───── Texte
Pendant l’été 1915, Serpouhi Hovaguian a réussi à s’échapper d’une marche de la mort organisée par les soldats de l’empire ottoman. La jeune poétesse arménienne va se cacher pendant deux ans. Son journal est un précieux témoignage sur le premier génocide du XXe siècle.

BnF éditions

Ont-elles vu tant de souffrances, les autres nations ?
Quand elles vont l’apprendre, le croiront-elles ?
Et auront-elles pitié de misérables comme nous ?

Ces vers, écrits au tout début du siècle dernier par une jeune Arménienne des bords de la mer Noire, sont prémonitoires. Quelques années plus tard, plus d’un million d’Arméniens seront les victimes d’un génocide perpétré par les autorités ottomanes. Les générations d’Arméniens qui suivront n’ont tiré de ce massacre de masse nulle fierté particulière. Ils ont intériorisé leur douleur tout en demandant à la communauté internationale de reconnaître le caractère génocidaire de l’entreprise d’extermination. À juste titre : les horreurs subies auraient pu arriver à n’importe quelle communauté humaine, population ou minorité. La Shoah, le Cambodge, le Rwanda en témoignent.

Je suis moi-même le petit-fils d’une victime civile abattue par des miliciens dans la ville de Mardin en Anatolie, peuplée à l’époque de Kurdes, de Syriaques et d’Arméniens chrétiens, au nord de la frontière de la Syrie actuelle. C’était au moment où l’empire ottoman agonisait et que la « Grande Guerre » battait son plein.

Si le génocide des Arméniens — le premier du XXe siècle — ne peut se comparer à la Shoah par son ampleur, il a constitué un triste prélude à ce qui est arrivé aux juifs d’Europe. Mais l’avertissement n’a pas été suivi d’effet, même si seulement deux décennies séparent les deux tragédies. On connaît la boutade attribuée à Adolf Hitler : « Qui se souvient des Arméniens ? » Pourtant à maints égards, le parti Jeunes-Turcs qui a gouverné pendant une dizaine d’années aux destinées de l’empire ottoman jusqu’à la fin de la première guerre mondiale a préfiguré à maints égards le national-socialisme allemand. Il prônait un État homogène d’un point de vue ethnique et religieux dont la traduction concrète fut la déportation et l’extermination des Arméniens en 1915 (à l’exception des Arméniens des provinces arabophones du Liban et de Jérusalem).
──────────
───── Extraits d'enregistrements
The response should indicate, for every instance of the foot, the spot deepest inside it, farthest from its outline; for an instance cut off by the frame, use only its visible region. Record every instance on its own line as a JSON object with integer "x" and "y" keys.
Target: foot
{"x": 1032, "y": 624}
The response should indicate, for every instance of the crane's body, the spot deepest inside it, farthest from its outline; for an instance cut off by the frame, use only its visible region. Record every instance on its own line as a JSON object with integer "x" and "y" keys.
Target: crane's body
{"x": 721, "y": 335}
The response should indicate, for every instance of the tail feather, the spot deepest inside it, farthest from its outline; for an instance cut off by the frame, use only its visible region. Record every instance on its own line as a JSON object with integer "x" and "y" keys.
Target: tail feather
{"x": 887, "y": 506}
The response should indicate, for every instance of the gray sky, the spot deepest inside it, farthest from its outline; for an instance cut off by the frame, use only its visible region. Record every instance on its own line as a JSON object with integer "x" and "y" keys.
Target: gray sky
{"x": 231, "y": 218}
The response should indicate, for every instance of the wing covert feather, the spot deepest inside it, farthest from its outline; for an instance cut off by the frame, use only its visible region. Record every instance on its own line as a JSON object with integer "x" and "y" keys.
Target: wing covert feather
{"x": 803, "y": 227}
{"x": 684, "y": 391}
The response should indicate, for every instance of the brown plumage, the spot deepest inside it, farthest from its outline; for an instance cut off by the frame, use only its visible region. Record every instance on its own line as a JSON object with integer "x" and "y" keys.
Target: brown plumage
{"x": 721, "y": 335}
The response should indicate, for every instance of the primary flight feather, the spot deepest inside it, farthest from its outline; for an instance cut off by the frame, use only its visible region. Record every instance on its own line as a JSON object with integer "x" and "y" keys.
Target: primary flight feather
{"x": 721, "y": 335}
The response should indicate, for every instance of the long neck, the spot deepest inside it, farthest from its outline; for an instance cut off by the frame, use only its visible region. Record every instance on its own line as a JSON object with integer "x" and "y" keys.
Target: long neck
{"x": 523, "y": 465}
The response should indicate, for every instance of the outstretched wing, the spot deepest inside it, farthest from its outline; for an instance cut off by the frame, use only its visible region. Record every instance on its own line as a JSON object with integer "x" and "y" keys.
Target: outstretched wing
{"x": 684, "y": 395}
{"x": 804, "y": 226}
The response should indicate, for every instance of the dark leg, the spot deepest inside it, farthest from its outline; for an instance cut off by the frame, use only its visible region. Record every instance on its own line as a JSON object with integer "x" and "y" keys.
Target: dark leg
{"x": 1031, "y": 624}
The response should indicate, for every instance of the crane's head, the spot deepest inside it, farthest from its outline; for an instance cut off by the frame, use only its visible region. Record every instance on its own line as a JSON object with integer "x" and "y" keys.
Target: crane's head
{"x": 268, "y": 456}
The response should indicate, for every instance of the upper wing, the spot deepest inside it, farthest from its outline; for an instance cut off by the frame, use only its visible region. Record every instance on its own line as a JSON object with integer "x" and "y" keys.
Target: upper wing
──────────
:: Exercices ::
1: Selon le texte, quelles populations habitaient la ville de Mardin à l'époque ? Énumérez-les toutes.
2: Sélectionnez chaque ligne des enregistrements qui contient le mot « brown ».

:: Corrigés ::
1: Kurdes, Syriaques, Arméniens chrétiens

2:
The response should indicate, for every instance of the brown plumage, the spot deepest inside it, farthest from its outline; for an instance cut off by the frame, use only its visible region. Record every instance on its own line as a JSON object with integer "x" and "y" keys.
Target: brown plumage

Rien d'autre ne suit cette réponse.